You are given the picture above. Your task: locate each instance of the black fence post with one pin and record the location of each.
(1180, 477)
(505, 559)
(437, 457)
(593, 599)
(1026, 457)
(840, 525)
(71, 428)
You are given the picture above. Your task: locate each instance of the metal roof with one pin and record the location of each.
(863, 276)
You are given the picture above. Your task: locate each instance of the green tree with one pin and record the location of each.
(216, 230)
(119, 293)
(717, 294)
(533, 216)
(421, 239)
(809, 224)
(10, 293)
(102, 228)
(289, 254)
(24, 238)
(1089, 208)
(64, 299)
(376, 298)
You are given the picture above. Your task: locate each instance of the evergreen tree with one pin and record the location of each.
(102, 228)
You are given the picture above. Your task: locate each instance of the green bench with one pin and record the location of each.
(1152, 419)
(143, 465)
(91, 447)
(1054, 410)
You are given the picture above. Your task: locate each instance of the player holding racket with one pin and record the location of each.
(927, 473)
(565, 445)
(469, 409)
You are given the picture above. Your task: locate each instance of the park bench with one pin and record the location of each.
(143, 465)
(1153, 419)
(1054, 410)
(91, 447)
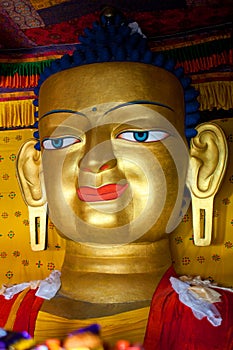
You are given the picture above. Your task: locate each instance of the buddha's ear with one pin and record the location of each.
(30, 177)
(208, 161)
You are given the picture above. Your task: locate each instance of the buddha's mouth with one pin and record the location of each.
(103, 193)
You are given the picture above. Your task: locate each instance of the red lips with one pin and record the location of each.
(104, 193)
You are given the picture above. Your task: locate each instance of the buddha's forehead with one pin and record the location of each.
(91, 85)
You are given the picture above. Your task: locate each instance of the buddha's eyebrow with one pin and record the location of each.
(54, 111)
(139, 102)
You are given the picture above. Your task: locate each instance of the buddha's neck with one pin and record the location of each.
(127, 273)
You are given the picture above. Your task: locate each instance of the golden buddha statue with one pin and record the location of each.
(114, 170)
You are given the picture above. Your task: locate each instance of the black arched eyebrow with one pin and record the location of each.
(137, 102)
(54, 111)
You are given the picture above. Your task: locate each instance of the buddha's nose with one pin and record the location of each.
(99, 157)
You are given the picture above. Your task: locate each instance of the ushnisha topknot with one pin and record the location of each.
(113, 39)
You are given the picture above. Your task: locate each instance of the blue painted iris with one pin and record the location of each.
(143, 136)
(58, 143)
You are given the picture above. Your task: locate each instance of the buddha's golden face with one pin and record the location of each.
(113, 159)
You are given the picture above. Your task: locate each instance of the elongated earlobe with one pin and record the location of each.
(30, 178)
(208, 163)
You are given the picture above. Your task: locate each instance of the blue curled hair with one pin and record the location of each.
(114, 41)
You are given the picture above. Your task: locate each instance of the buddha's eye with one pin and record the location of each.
(60, 142)
(143, 136)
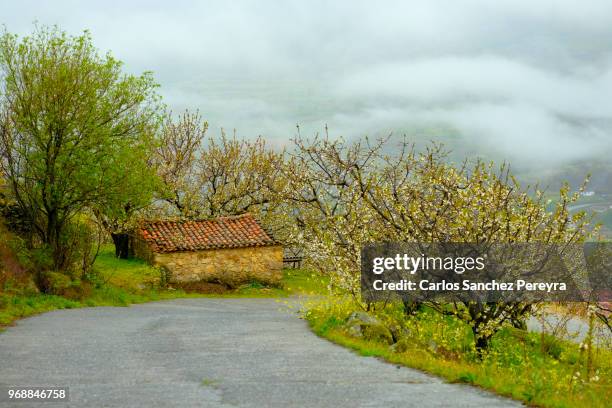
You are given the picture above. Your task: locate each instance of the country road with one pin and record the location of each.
(208, 353)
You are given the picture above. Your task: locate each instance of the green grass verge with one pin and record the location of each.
(517, 367)
(121, 282)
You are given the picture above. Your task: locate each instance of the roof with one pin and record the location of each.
(223, 232)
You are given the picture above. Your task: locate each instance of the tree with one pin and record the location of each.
(118, 212)
(176, 156)
(70, 121)
(348, 195)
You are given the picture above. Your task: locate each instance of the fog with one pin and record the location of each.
(529, 83)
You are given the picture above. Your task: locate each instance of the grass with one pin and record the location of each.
(121, 282)
(537, 369)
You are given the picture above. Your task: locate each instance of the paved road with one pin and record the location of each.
(209, 353)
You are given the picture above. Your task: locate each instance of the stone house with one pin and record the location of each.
(229, 250)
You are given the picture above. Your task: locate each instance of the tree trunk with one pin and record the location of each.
(122, 246)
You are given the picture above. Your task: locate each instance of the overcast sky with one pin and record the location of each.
(525, 80)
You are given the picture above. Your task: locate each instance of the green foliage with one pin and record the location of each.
(73, 130)
(536, 368)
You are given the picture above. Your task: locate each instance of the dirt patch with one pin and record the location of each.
(202, 287)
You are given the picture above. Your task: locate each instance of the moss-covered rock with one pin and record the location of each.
(377, 332)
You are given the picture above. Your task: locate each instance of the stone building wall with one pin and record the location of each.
(234, 266)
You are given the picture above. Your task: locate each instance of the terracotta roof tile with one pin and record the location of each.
(223, 232)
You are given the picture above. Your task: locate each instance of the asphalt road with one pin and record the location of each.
(208, 353)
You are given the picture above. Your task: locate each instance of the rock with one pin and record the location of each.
(354, 331)
(377, 332)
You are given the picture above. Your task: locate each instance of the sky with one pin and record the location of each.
(527, 81)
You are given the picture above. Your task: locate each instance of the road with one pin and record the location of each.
(209, 353)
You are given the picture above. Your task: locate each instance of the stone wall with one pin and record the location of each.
(233, 267)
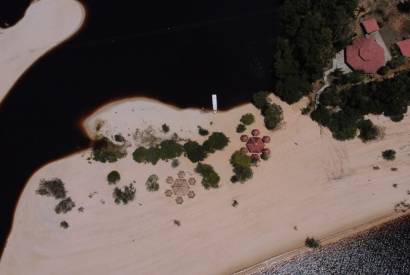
───
# What you have to do:
Find every line in the records that contains the string "tree", matching case exactly, and copy each of those lines in full.

# Written solution:
You are given the picture above. Your task: locate each instance of the green tree with one pin and record the location of each.
You are given the picture above. Your task: locate each instance of the evergreen tree with one pin and record the location of each.
You are given the picture above. Your task: locate each instance of the tree with one pin and record the location of each.
You are given the picture above. Your task: locate each instance of the tree trunk with one pin and record the location of each.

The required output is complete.